Exercise directions => Once you find the line below that contains "Target: circular stained glass medallion", write it out along with every later line exactly as given, stopping only when the records end. Omit the pictures.

Stored data entries:
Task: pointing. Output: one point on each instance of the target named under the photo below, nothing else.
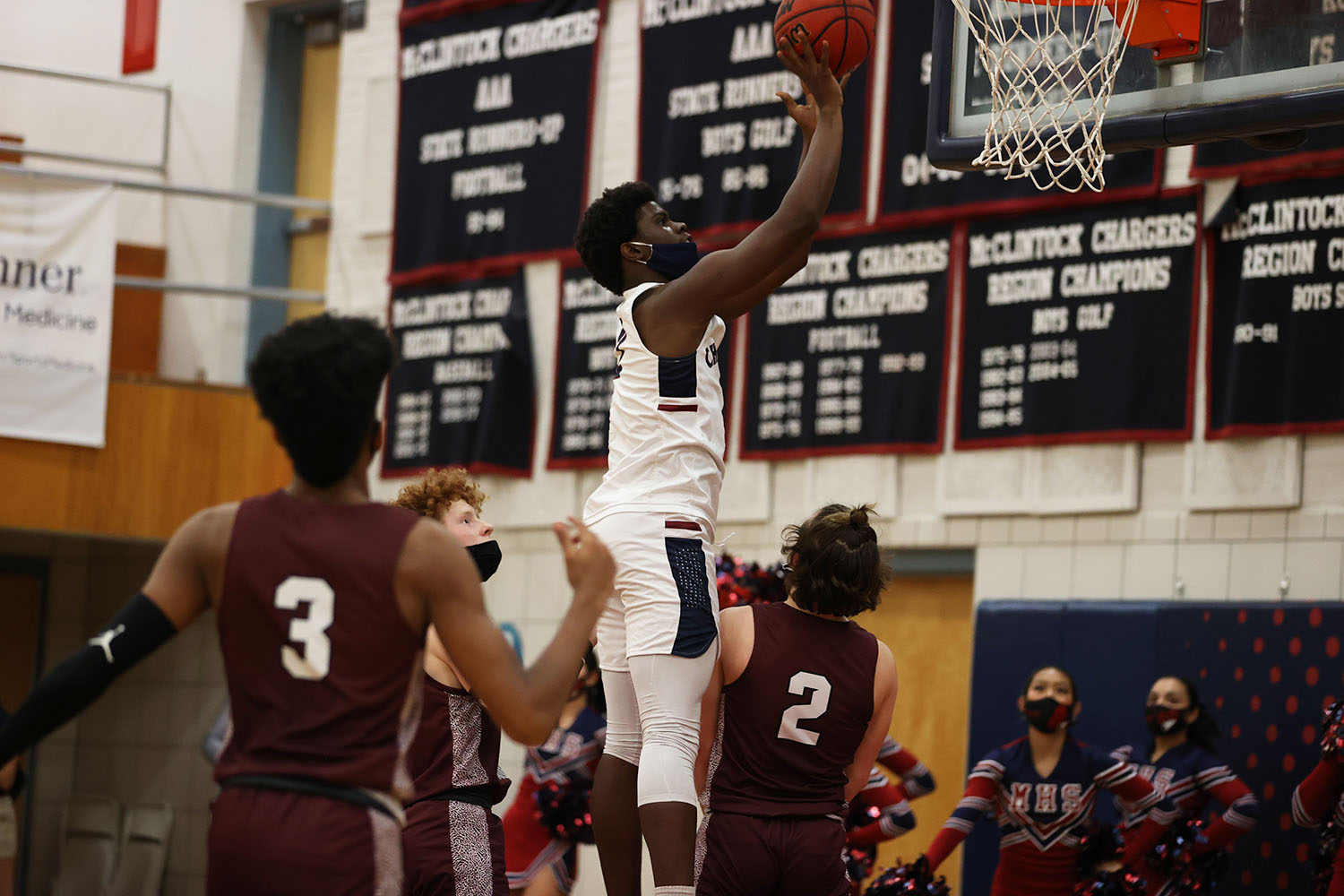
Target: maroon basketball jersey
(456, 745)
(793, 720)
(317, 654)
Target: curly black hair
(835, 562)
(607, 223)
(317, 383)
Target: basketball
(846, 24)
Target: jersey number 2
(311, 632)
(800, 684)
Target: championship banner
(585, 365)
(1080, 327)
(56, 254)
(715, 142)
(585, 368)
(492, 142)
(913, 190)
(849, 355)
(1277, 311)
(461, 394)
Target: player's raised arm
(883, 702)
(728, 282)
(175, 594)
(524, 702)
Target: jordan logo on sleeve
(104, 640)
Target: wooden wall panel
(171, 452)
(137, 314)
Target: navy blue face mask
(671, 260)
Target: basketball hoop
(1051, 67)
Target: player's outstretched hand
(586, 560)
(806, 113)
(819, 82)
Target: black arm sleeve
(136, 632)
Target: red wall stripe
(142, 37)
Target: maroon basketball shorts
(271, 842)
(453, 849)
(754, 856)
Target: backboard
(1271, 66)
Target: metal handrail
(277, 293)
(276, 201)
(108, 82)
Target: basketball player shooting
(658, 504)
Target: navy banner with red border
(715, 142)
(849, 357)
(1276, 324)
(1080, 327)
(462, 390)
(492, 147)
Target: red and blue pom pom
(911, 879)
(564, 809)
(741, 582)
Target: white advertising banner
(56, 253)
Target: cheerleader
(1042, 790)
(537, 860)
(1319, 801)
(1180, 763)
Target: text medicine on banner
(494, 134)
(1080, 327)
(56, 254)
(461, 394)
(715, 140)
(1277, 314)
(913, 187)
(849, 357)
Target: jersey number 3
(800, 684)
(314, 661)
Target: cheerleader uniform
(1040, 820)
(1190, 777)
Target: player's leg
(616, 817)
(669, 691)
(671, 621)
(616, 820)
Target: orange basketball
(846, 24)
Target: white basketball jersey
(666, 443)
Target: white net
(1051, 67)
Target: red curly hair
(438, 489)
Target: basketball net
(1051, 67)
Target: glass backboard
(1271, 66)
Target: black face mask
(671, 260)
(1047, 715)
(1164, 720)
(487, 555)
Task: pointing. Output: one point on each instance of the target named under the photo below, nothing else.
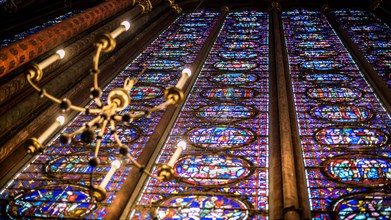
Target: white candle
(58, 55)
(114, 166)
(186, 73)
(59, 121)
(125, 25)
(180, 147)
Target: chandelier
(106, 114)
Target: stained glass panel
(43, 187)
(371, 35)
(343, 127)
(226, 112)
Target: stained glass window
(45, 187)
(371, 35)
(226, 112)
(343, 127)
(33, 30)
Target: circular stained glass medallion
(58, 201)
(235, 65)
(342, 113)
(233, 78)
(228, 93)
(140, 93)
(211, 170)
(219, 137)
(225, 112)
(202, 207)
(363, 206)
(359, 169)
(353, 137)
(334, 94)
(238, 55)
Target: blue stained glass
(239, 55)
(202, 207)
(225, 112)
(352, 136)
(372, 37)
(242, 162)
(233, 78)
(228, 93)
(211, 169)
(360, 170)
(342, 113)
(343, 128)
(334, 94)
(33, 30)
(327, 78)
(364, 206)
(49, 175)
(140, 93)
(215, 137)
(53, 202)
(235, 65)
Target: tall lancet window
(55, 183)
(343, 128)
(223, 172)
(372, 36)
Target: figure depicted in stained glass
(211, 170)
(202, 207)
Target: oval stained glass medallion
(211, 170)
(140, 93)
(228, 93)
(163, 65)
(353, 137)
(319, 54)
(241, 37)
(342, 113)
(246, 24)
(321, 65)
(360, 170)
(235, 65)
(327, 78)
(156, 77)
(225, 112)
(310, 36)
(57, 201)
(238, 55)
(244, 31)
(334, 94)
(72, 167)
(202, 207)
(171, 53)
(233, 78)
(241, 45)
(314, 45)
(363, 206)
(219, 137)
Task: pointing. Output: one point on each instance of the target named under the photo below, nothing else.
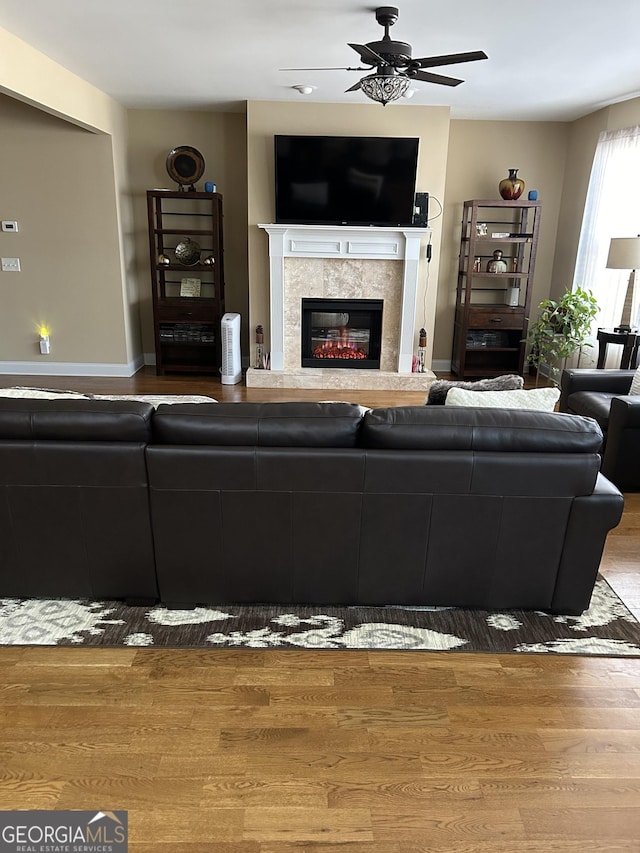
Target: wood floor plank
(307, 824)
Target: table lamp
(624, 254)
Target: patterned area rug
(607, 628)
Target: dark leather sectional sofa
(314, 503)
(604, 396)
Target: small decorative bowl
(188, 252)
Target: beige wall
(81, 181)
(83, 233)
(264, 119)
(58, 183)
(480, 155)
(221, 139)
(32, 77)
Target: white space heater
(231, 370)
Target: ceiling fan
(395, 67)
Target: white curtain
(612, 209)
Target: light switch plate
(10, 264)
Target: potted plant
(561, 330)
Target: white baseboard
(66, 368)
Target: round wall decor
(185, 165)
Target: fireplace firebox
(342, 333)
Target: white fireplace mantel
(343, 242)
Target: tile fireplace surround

Task result =>
Target: circular stained glass medallion
(58, 201)
(235, 65)
(342, 113)
(233, 78)
(228, 93)
(140, 93)
(211, 170)
(219, 137)
(225, 112)
(202, 207)
(363, 206)
(359, 169)
(353, 137)
(334, 94)
(238, 55)
Target: blue stained glass
(239, 55)
(202, 207)
(225, 112)
(352, 136)
(372, 37)
(242, 162)
(233, 78)
(228, 93)
(211, 169)
(360, 170)
(342, 113)
(343, 128)
(334, 94)
(33, 30)
(327, 78)
(364, 206)
(49, 175)
(140, 93)
(215, 137)
(53, 202)
(235, 65)
Target: tall lancet window
(55, 183)
(343, 128)
(223, 172)
(372, 36)
Target: figure depicted in stained glass
(211, 170)
(202, 207)
Target: oval stained glass medallion
(211, 170)
(140, 93)
(228, 93)
(163, 65)
(353, 137)
(319, 54)
(241, 37)
(342, 113)
(246, 24)
(321, 65)
(360, 170)
(235, 65)
(327, 78)
(156, 77)
(225, 112)
(310, 36)
(57, 201)
(238, 55)
(244, 31)
(334, 94)
(72, 167)
(202, 207)
(171, 53)
(233, 78)
(241, 45)
(314, 45)
(363, 206)
(219, 137)
Task: pointing. Output: one point on each instance of the target named under the photo below, nothing else.
Target: wood floor plank
(307, 824)
Target: table lamp
(624, 254)
Target: patterned area rug
(607, 628)
Target: dark leather sectional sofa
(314, 503)
(604, 396)
Target: small decorative bowl
(188, 252)
Target: beige wall
(81, 181)
(83, 233)
(264, 119)
(58, 183)
(480, 155)
(221, 139)
(32, 77)
Target: white space heater
(231, 370)
Target: ceiling fan
(395, 67)
Target: white curtain
(612, 209)
Target: light switch plate
(10, 264)
Target: potted plant
(561, 330)
Target: white baseboard
(66, 368)
Target: round wall decor
(185, 165)
Target: fireplace firebox
(342, 333)
Target: white fireplace mantel
(343, 242)
Target: tile fireplace surround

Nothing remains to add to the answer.